──────── Text shown ────────

The bank keeps cutting back on checking services. When I first got a checking account, I would get the actual cancelled check back with the monthly statement. After that, they went to a miniaturized photo copies of the checks. Now they don't even do that.


----------



## Remy (Nov 7, 2021)

@debodun Make sure you always get a receipt for your co-pay if they are doing stuff like that!


----------



## PamfromTx (Nov 7, 2021)

PamfromTx said:


> I doubt I can buy anything for $5, @Kalia !


@Kaila


----------



## Kaila (Nov 7, 2021)

@PamfromTx
Could you think of it as a coupon, then? 

For example, if you had a coupon for $5 off of your favorite shampoo or lotion or dessert, then wouldn't you be likely to _use_ it? 
Please cash it. I am just trying to help your sister out here. 

Oh, _And you, do try to enjoy it, too! 
(I am just being *silly me, * Pam. Do whatever *you*'d like, of course!)_


----------



## PamfromTx (Nov 7, 2021)

Kaila said:


> @PamfromTx
> Could you think of it as a coupon, then?
> 
> For example, if you had a coupon for $5 off of your favorite shampoo or lotion or dessert, then wouldn't you be likely to _use_ it?
> ...


I'm being silly as well; it's more than $5.


----------



## Kaila (Nov 7, 2021)

PamfromTx said:


> I'm being silly as well; it's more than $5.


I *did* wonder for a quick moment, if it was.  Thanks for clearing that up for me, in my mind!  Say hello to her for me.


----------



## PamfromTx (Nov 7, 2021)

Kaila said:


> I *did* wonder for a quick moment, if it was. Thanks for clearing that up for me, in my mind! Say hello to her for me.


I tried calling her twice ~ today; no answer.  I guess they were celebrating her mother-in-law's 90th birthday.  And I do need to get to the bank to cash it.  She is a wonderful sister.


----------

──────── Dataset ────────

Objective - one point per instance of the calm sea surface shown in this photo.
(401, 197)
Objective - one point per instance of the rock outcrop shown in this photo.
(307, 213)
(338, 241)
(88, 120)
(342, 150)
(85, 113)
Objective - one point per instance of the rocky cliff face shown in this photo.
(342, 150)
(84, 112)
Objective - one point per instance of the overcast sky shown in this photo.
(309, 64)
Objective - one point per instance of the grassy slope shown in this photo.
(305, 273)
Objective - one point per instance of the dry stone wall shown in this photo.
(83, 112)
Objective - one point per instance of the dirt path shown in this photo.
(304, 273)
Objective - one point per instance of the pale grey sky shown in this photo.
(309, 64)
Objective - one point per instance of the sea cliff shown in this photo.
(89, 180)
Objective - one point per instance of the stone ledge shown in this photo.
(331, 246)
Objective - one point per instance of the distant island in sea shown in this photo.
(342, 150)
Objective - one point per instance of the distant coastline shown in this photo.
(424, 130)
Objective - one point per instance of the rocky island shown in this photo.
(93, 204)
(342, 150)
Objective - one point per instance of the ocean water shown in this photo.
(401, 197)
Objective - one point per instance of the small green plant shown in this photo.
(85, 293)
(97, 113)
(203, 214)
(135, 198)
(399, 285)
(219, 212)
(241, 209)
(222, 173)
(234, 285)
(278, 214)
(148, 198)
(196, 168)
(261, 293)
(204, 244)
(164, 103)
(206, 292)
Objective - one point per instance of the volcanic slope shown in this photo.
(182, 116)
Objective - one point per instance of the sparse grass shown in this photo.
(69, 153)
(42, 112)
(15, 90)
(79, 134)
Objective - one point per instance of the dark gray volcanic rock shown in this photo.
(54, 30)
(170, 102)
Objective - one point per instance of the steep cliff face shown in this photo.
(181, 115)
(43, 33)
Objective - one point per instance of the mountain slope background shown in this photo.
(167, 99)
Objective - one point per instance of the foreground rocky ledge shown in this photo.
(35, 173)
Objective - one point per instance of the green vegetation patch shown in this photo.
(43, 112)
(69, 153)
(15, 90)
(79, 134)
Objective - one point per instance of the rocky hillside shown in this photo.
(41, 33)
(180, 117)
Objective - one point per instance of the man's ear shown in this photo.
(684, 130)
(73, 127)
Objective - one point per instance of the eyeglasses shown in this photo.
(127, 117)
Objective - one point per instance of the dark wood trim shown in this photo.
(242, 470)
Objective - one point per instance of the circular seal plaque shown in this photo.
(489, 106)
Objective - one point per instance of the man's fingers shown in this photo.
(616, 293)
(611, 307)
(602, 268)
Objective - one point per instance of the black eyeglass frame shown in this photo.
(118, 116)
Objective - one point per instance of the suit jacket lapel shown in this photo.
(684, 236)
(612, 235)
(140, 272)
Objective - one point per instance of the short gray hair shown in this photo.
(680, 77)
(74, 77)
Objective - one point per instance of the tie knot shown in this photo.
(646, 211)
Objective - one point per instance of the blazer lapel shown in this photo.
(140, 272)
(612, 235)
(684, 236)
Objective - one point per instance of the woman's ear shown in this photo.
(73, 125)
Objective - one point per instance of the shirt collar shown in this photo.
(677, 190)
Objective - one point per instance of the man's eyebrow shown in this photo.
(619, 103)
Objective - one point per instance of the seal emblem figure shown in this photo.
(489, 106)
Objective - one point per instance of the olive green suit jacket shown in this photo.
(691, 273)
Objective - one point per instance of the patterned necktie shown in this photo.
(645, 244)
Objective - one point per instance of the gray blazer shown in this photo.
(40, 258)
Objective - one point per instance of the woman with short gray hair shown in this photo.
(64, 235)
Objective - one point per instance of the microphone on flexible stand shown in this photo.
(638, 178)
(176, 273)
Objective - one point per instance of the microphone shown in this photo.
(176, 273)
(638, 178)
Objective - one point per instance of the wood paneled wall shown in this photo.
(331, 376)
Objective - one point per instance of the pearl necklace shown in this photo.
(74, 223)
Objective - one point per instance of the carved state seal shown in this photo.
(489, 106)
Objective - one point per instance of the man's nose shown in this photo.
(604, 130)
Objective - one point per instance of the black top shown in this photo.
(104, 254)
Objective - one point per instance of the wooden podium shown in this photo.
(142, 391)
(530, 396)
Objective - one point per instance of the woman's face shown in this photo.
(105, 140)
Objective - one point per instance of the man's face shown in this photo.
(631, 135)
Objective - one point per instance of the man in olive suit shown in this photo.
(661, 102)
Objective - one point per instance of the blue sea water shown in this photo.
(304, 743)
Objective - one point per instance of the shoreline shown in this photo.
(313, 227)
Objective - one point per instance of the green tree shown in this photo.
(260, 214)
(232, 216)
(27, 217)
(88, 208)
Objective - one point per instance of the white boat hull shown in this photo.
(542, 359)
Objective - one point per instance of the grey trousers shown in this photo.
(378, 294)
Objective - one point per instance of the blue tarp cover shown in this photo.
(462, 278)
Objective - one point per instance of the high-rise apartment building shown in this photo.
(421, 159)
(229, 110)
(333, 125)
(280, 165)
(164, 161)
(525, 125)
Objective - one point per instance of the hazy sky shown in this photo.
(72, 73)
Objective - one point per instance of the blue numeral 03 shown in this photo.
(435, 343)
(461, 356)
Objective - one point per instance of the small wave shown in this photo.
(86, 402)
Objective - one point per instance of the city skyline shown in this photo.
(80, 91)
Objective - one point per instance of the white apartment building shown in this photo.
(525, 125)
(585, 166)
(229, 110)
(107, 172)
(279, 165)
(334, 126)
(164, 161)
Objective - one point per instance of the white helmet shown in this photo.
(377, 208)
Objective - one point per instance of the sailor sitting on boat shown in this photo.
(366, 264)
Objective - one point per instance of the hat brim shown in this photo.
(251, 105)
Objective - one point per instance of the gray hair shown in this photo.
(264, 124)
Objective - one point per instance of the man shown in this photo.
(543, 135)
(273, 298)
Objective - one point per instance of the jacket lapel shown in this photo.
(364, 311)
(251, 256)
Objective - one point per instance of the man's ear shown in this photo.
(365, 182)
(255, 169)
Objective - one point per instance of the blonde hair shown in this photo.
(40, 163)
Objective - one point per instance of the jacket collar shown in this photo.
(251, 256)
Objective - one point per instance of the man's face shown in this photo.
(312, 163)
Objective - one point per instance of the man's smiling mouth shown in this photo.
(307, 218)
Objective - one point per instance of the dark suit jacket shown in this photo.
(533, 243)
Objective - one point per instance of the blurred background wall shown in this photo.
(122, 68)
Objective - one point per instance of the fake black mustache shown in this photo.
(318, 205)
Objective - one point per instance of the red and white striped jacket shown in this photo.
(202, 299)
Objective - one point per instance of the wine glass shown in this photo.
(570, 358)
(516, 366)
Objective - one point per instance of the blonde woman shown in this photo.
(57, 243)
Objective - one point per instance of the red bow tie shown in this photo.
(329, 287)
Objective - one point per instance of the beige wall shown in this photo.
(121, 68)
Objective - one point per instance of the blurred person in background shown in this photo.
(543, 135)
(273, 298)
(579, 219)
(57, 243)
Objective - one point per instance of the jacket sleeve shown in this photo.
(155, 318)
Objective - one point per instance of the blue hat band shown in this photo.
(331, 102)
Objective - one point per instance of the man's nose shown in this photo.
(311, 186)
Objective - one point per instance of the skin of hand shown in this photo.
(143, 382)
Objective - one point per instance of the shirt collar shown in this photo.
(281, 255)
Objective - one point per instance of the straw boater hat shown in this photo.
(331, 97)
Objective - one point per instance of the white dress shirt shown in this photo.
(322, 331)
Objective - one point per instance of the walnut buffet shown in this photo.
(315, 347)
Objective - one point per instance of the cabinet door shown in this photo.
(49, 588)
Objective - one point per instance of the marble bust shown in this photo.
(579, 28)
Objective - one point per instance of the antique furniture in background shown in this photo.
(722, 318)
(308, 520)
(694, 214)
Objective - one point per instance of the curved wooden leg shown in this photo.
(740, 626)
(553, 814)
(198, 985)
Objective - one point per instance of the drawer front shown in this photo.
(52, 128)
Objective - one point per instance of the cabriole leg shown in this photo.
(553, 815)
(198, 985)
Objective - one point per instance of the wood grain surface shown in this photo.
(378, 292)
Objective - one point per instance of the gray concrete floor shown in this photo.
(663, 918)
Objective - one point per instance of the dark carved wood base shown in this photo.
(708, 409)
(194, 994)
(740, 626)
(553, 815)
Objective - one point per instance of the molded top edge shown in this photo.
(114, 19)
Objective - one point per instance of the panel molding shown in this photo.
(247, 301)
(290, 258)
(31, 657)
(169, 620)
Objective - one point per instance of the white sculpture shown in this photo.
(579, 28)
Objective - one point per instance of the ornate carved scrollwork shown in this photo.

────────

_Things to do_.
**1.** From the forum thread, reproduce the passage starting with "The bank keeps" and going on through "stuff like that!".
**2.** In the forum thread, what came back with the monthly statement when the writer first got a checking account?

_Answers provided_.
**1.**
The bank keeps cutting back on checking services. When I first got a checking account, I would get the actual cancelled check back with the monthly statement. After that, they went to a miniaturized photo copies of the checks. Now they don't even do that.


----------



## Remy (Nov 7, 2021)

@debodun Make sure you always get a receipt for your co-pay if they are doing stuff like that!

**2.** The actual cancelled check came back with the monthly statement.